- [What you need to do] Convert every line of the records below into a JSON list of strings, with one string per line and blank lines omitted.

^^^^^^^^^^^^^^^^

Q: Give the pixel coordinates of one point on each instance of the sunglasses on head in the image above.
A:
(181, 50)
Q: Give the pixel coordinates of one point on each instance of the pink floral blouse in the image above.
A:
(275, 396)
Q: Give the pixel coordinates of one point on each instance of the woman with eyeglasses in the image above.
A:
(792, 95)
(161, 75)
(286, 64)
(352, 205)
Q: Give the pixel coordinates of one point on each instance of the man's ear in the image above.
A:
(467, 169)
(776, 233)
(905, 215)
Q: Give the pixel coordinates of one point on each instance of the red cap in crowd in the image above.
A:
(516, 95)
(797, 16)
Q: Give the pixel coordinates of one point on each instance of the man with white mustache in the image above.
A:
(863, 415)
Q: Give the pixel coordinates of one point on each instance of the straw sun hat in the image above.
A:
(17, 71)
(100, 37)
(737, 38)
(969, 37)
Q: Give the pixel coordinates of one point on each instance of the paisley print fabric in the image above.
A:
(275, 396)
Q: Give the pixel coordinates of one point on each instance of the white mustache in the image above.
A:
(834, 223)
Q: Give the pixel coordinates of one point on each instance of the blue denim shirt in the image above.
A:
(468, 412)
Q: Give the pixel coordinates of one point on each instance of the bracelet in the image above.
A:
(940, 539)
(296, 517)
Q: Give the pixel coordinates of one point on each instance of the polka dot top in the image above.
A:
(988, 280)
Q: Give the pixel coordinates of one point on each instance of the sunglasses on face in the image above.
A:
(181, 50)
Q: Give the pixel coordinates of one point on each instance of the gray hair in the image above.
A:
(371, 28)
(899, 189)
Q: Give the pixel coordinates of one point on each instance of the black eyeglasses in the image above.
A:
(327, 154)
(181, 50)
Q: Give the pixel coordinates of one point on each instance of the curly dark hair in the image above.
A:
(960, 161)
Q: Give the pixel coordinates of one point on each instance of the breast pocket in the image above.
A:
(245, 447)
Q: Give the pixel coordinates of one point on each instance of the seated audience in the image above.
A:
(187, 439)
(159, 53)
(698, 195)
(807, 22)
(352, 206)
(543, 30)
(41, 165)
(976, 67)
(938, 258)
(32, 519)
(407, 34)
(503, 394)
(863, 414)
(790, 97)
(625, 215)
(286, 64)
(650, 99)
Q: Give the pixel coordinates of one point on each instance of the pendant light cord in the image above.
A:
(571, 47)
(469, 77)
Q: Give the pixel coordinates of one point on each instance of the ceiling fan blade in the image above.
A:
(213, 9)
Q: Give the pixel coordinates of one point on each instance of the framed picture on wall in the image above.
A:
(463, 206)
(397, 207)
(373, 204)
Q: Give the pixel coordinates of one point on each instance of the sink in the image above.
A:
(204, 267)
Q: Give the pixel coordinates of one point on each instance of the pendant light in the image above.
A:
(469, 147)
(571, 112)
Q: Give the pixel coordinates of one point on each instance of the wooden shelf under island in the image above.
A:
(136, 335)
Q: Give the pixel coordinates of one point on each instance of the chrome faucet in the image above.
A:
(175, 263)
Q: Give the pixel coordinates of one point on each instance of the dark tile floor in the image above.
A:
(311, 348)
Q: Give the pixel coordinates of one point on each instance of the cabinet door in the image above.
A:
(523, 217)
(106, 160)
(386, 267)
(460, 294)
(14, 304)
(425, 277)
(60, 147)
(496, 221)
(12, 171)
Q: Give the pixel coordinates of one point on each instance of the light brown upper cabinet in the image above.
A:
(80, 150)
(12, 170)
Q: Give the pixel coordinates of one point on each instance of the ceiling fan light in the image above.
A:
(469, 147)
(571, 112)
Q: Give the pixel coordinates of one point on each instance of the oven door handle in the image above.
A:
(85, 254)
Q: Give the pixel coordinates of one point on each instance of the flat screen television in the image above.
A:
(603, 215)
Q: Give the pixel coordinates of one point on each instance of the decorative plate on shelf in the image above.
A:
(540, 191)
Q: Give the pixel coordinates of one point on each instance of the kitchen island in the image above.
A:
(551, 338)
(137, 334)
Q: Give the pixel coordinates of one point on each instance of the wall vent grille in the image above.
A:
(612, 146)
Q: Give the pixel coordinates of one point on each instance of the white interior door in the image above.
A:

^^^^^^^^^^^^^^^^

- [Response]
[
  "Q: Give the pixel coordinates of one point on each instance of the sunglasses on head in the image above.",
  "A:",
  "(181, 50)",
  "Q: Give the pixel coordinates of one point on each instance of the pink floral blouse in the image above.",
  "A:",
  "(275, 396)",
  "Q: Give the pixel coordinates of one point on each instance of the woman with eyeglasses in the image above.",
  "A:",
  "(792, 95)",
  "(161, 75)",
  "(286, 64)",
  "(352, 205)",
  "Q: Give the pixel coordinates of one point on each instance of the man's ear in the image above.",
  "A:",
  "(467, 169)",
  "(776, 233)",
  "(905, 215)",
  "Q: Give the pixel coordinates of one point on each instance of the red cap in crowd in the image above.",
  "A:",
  "(516, 95)",
  "(797, 16)",
  "Q: Give the pixel coordinates of one point on each instance of the man with white mustache in the image above.",
  "A:",
  "(863, 415)",
  "Q: Give the pixel coordinates of one point on each instance of the straw sun hat in the image above.",
  "A:",
  "(17, 71)",
  "(100, 37)",
  "(737, 38)",
  "(969, 37)",
  "Q: Give the pixel coordinates of one point on each instance of the paisley print fabric in the image above.",
  "A:",
  "(275, 396)",
  "Q: Give the pixel coordinates of one point on each instance of the white mustache in the image above.",
  "A:",
  "(834, 223)",
  "Q: Give the pixel coordinates of one point on each instance of the blue denim shirt in the image above.",
  "A:",
  "(468, 412)",
  "Q: Give the pixel coordinates of one point on each instance of the bracelet in the image above.",
  "A:",
  "(940, 539)",
  "(296, 517)",
  "Q: Give the pixel coordinates of one point on each instance of the polka dot top in the image above.",
  "A:",
  "(988, 280)",
  "Q: Give the pixel coordinates of one point on each instance of the sunglasses on face in the image above.",
  "A:",
  "(181, 50)",
  "Q: Give the pixel coordinates of one point on each instance of the gray hair in the image above.",
  "A:",
  "(371, 28)",
  "(899, 189)",
  "Q: Give the pixel coordinates of one point on each instance of the black eyeglasses in the image above.",
  "A:",
  "(327, 154)",
  "(181, 50)",
  "Q: Give the pixel coordinates of one point on each instance of the curly dark hair in the image above.",
  "A:",
  "(960, 161)",
  "Q: Give the pixel coordinates of one point on each instance of the breast pocket in the image above.",
  "A:",
  "(245, 447)",
  "Q: Give the pixel coordinates of one point on each instance of the seated audience in the image above.",
  "A:",
  "(187, 439)",
  "(159, 53)",
  "(698, 195)",
  "(807, 22)",
  "(352, 206)",
  "(543, 30)",
  "(41, 165)",
  "(976, 67)",
  "(938, 258)",
  "(32, 519)",
  "(407, 34)",
  "(503, 394)",
  "(863, 414)",
  "(790, 97)",
  "(625, 215)",
  "(286, 64)",
  "(650, 99)",
  "Q: Give the pixel coordinates of one point on each instance of the pendant light cord in the image above.",
  "A:",
  "(571, 47)",
  "(469, 77)",
  "Q: Give the pixel coordinates of one point on each instance of the ceiling fan blade in the image above.",
  "A:",
  "(213, 9)",
  "Q: Give the pixel coordinates of one point on each instance of the framed picture on wall in the image above.",
  "A:",
  "(463, 206)",
  "(397, 207)",
  "(373, 204)",
  "Q: Give the pixel coordinates of one point on each instance of the sink in the image above.",
  "A:",
  "(204, 267)",
  "Q: Give the pixel coordinates of one point on each instance of the pendant light in the image above.",
  "A:",
  "(469, 147)",
  "(571, 112)",
  "Q: Give the pixel coordinates of one point on each instance of the wooden shelf under island in the image above.",
  "A:",
  "(136, 335)",
  "Q: Give the pixel coordinates of one point on each instance of the chrome faucet in the image above.",
  "A:",
  "(175, 263)",
  "Q: Give the pixel coordinates of one point on each instance of the dark tile floor in the image above.",
  "A:",
  "(311, 348)",
  "Q: Give the pixel coordinates of one point on each instance of the cabinet door in the image above.",
  "A:",
  "(523, 217)",
  "(106, 160)",
  "(386, 267)",
  "(460, 294)",
  "(14, 304)",
  "(425, 277)",
  "(60, 147)",
  "(496, 221)",
  "(12, 171)",
  "Q: Give the pixel coordinates of one point on each instance of the light brown upper cabinet in the image above.",
  "A:",
  "(80, 150)",
  "(12, 170)",
  "Q: Give the pixel coordinates of one point on each instance of the ceiling fan light in the image above.",
  "A:",
  "(469, 147)",
  "(571, 112)",
  "Q: Give the pixel coordinates of one point on each instance of the oven door handle in the image above.",
  "A:",
  "(85, 254)",
  "Q: Give the pixel coordinates of one point on each instance of the flat screen television in the image above.",
  "A:",
  "(603, 215)",
  "Q: Give the pixel coordinates of one point on each instance of the decorative plate on shelf in the image above.",
  "A:",
  "(540, 191)",
  "Q: Give the pixel coordinates of one point on each instance of the kitchen island in the image above.",
  "A:",
  "(551, 338)",
  "(137, 334)",
  "Q: Give the pixel coordinates of one point on each instance of the wall vent grille in the image above.",
  "A:",
  "(612, 146)",
  "Q: Give the pixel coordinates of one point on each instance of the white interior door in the image above.",
  "A:"
]